TASK BRIEF:
Return, word for word, every line of the entries below from the very first one through the line containing "<point>374,266</point>", both ends included.

* start *

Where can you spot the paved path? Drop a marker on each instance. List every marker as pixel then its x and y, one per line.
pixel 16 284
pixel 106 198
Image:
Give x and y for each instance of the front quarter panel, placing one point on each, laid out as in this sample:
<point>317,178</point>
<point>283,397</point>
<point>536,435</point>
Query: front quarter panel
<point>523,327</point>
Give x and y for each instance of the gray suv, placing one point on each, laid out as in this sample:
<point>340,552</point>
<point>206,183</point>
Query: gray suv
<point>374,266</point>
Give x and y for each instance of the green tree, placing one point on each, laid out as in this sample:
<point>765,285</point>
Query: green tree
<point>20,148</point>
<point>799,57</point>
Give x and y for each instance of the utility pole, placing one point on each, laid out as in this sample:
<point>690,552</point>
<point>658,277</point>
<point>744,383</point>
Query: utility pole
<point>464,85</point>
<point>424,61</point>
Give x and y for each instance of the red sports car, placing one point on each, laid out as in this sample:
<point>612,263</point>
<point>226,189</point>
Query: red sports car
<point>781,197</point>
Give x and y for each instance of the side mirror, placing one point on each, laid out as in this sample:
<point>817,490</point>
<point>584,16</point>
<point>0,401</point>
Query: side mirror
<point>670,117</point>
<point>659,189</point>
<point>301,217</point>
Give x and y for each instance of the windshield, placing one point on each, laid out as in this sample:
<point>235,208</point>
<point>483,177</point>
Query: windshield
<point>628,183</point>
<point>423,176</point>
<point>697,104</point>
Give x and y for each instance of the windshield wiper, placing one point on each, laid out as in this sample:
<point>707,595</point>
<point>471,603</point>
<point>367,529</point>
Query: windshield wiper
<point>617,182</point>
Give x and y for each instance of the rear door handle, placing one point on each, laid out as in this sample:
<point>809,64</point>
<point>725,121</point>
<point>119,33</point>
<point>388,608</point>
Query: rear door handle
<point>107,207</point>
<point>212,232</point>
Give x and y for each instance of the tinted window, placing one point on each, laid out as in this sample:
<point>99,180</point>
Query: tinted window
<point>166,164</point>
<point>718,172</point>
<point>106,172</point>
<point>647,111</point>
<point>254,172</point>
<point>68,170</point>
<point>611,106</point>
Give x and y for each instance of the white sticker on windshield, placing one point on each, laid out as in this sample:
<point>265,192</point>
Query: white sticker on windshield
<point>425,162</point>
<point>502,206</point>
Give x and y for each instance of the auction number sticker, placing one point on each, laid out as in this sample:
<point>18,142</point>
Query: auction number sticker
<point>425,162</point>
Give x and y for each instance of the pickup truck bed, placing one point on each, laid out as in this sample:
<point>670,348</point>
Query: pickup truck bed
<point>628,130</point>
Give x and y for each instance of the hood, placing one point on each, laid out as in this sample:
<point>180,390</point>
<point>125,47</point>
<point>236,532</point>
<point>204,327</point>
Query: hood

* end *

REPLY TO THE EXERCISE:
Where can you spot the paved path? Drop a marker on each instance. List every marker as pixel then its x and y, one per line.
pixel 16 284
pixel 106 198
Image:
Give x and y for each instance of the front quarter panel, placing one point on each, laid out as in this sample:
<point>317,178</point>
<point>283,397</point>
<point>536,435</point>
Query: front quarter panel
<point>523,327</point>
Give x and y for each instance of the gray suv, placing one point on each, laid out as in this sample:
<point>340,552</point>
<point>206,183</point>
Query: gray suv
<point>374,266</point>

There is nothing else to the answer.